▶ [OBJECTIVE]: Continue the passage on nitrogen in beach pore water from the point where it ends.

▶ [PAGE]:
────────
The concentrations of DIN, NOx-N, and NH4+-N in pore water varied significantly among sampling levels at all beaches (Table 3). The highest NOx-N and DIN concentrations were generally found in samples collected from the high tide strand line (HTS) or drift line where wrack accumulates (Fig. 5a). The highest ammonium concentrations were generally found in samples collected lower on the beach (mid or HSL level) with the exception of samples from the two beaches with very high wrack biomass in the mid to upper intertidal zones (Isla Vista and East Campus; Fig. 5b).
Table 3

Results (F ratios) of one-way ANOVA on the effects of sampling site on log (x + 1) transformed data of concentrations of dissolved inorganic and organic nitrogen in pore water (df = 8)

Site

Nitrate + nitrite

Ammonium

Total DIN

DON

Phosphate

Gaviota

184.63***

9.90**

39.96***

1.83

75.87***

Refugio

25.70***

251.77***

106.01***

0.63

118.86***

El Capitan

65.69***

5.22*

69.95***

0.59

179.69***

Haskells

34.41***

8.55**

41.07***

2.30

74.62***

Isla Vista

12.72**

28.95**

16.60***

12.62**

403.37***

South Campus

101.93***

18.47***

101.54***

0.65

14.40***

East Campus

6.29*

33.47***

52.08***

18.23***

3.39

Arroyo Burro

65.75***

5.49*

80.56***

11.95**

50.66***

Santa Claus

55.84***

54.78***

187.99***

8.95**

83.18***

Carpinteria City

24.10***

57.06***

15.60***

10.39***

235.73***

*p ≤ 0.05, **p ≤ 0.01, ***p ≤ 0.001

Fig. 5

Mean concentrations (+1 std. dev.) of dissolved inorganic nitrogen (DIN) in intertidal pore water from different intertidal beach levels and the surf zone for the 10 study beaches in August 2003. a Nitrate + nitrite, b ammonium

Mean intertidal pore water DIN concentrations were substantially higher (>25×) than concentrations in the surf zone, which were generally <2 μM, exceeding that at only four beaches with a peak value of 4.36 μM at East Campus (Fig. 5ab). However, mean concentrations of DIN in the surf zone were positively correlated with mean concentrations of intertidal DIN at the HTS and the HSL (p < 0.01).

Mean concentrations of DON in pore water also varied over two orders of magnitude among beaches and sampling levels (7 μM to 2,006 μM; Fig. 6). Concentrations were in the same general range as DIN values, exceeding 300 μM at two beaches. Two-way analysis of variance indicated that concentrations of DON in pore water varied significantly with site but not with sample level; however, there was a significant site × sample level interaction present (Table 1). In one-way comparisons, DON concentrations varied significantly among beaches at two intertidal levels (Table 2). Mean values for DON concentrations were significantly correlated with mean intertidal DIN concentrations at all sampling levels (HTS, Mid, HSL—p < 0.01).
────────
▶ [Labeled area outline entries]:
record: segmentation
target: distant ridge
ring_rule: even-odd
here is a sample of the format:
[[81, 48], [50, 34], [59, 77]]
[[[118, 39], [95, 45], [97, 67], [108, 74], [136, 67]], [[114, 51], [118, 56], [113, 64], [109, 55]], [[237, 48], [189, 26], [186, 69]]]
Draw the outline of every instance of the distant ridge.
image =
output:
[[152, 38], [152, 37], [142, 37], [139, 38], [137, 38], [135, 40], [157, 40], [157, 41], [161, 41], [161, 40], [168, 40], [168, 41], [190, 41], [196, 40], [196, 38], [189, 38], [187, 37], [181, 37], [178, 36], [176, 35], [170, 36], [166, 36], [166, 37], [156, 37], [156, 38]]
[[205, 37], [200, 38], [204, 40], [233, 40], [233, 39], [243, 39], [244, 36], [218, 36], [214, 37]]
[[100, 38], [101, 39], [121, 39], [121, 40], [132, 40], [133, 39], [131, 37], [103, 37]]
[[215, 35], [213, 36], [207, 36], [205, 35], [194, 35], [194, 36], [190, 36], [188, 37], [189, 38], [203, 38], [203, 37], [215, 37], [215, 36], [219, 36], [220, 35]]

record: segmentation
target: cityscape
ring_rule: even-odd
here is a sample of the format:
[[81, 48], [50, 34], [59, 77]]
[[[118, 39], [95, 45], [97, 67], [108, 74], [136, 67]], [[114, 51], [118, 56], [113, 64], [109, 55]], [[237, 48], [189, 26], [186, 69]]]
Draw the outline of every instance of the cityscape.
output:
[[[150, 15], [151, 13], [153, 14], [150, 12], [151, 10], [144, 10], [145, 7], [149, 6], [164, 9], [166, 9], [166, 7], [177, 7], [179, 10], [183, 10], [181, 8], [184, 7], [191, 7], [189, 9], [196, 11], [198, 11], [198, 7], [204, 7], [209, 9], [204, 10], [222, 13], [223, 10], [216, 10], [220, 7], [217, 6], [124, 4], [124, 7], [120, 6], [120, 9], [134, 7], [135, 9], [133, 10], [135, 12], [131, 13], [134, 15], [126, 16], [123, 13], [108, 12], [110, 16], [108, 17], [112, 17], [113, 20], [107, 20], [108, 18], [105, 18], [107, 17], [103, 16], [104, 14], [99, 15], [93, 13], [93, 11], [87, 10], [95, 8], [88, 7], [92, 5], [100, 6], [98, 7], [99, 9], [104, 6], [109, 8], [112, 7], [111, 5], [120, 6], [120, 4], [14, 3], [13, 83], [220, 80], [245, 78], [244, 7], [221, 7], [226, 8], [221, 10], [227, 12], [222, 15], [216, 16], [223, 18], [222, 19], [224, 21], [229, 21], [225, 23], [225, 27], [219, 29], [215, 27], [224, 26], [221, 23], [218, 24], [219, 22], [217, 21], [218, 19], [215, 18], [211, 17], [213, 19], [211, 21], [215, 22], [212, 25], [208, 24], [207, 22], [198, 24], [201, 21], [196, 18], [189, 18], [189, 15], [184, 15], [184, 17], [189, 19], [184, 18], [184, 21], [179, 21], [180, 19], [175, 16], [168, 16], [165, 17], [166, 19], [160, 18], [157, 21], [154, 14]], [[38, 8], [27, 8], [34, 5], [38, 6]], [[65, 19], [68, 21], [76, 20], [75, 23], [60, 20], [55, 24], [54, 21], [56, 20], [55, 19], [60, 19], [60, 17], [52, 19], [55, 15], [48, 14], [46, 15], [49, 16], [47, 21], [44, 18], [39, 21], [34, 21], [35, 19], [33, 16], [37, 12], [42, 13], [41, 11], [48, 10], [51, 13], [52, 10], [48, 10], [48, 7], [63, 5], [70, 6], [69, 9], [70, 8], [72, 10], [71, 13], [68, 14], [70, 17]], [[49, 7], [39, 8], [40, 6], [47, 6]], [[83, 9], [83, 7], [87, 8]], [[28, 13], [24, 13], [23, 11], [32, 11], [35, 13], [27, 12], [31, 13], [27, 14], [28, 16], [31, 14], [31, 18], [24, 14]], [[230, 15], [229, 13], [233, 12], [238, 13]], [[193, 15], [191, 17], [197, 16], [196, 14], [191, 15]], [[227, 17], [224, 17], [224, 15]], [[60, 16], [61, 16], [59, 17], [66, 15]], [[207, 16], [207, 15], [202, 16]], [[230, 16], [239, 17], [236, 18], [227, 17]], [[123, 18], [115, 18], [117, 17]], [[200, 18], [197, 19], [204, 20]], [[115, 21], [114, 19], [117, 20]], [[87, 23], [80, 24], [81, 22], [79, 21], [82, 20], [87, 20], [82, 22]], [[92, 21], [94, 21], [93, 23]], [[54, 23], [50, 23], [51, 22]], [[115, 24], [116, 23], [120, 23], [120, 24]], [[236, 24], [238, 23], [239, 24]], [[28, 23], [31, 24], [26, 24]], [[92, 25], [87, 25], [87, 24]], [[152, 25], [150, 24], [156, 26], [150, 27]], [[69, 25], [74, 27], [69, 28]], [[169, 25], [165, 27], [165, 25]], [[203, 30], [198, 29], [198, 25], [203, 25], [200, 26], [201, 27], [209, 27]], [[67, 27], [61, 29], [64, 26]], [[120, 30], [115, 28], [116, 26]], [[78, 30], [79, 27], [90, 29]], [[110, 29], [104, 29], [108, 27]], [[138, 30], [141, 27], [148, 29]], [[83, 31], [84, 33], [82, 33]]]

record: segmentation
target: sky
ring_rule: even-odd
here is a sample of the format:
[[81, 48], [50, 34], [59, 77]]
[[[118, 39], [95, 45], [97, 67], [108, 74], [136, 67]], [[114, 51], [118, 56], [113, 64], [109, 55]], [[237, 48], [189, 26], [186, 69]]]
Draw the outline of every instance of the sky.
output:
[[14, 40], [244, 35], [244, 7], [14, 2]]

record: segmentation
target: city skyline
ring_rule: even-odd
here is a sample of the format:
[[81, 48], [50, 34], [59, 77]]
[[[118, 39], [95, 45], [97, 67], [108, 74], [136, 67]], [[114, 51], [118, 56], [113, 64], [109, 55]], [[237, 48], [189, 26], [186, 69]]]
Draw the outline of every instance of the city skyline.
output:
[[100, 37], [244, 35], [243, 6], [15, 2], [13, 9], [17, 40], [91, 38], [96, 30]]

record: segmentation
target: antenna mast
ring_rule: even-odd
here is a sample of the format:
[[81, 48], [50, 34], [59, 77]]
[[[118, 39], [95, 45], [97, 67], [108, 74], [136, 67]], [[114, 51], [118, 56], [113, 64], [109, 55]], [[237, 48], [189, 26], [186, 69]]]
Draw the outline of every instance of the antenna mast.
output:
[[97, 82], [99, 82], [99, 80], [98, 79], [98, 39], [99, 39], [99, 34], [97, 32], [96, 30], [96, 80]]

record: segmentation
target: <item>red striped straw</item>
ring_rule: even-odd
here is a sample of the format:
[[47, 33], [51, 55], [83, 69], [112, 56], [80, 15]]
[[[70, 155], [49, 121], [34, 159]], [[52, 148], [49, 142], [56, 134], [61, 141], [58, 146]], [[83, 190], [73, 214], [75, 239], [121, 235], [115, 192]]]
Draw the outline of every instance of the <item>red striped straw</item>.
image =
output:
────────
▶ [TASK RESPONSE]:
Fig. 6

Mean concentrations (+1 std. dev.) of dissolved organic nitrogen (DON) in intertidal pore water from different intertidal beach levels and the surf zone for the 10 study beaches in August 2003. Note—interpretation of the analyses of samples from at two of the beaches with the highest intertidal DIN values were not possible due to large negative DON values obtained

Variation in DON concentrations with sampling level was less evident than observed for DIN with significant variation among levels found at only five of the study beaches (Table 3). In addition, the highest mean concentration of DON observed in intertidal pore water was lower or very similar to the surf zone concentration at six of the beaches (Fig. 6). Mean concentrations of DON in surf zone water were considerably higher than DIN values, with all values >20 μM (range = 22.7 to 75.2 μM) and were not correlated with intertidal concentrations of DON.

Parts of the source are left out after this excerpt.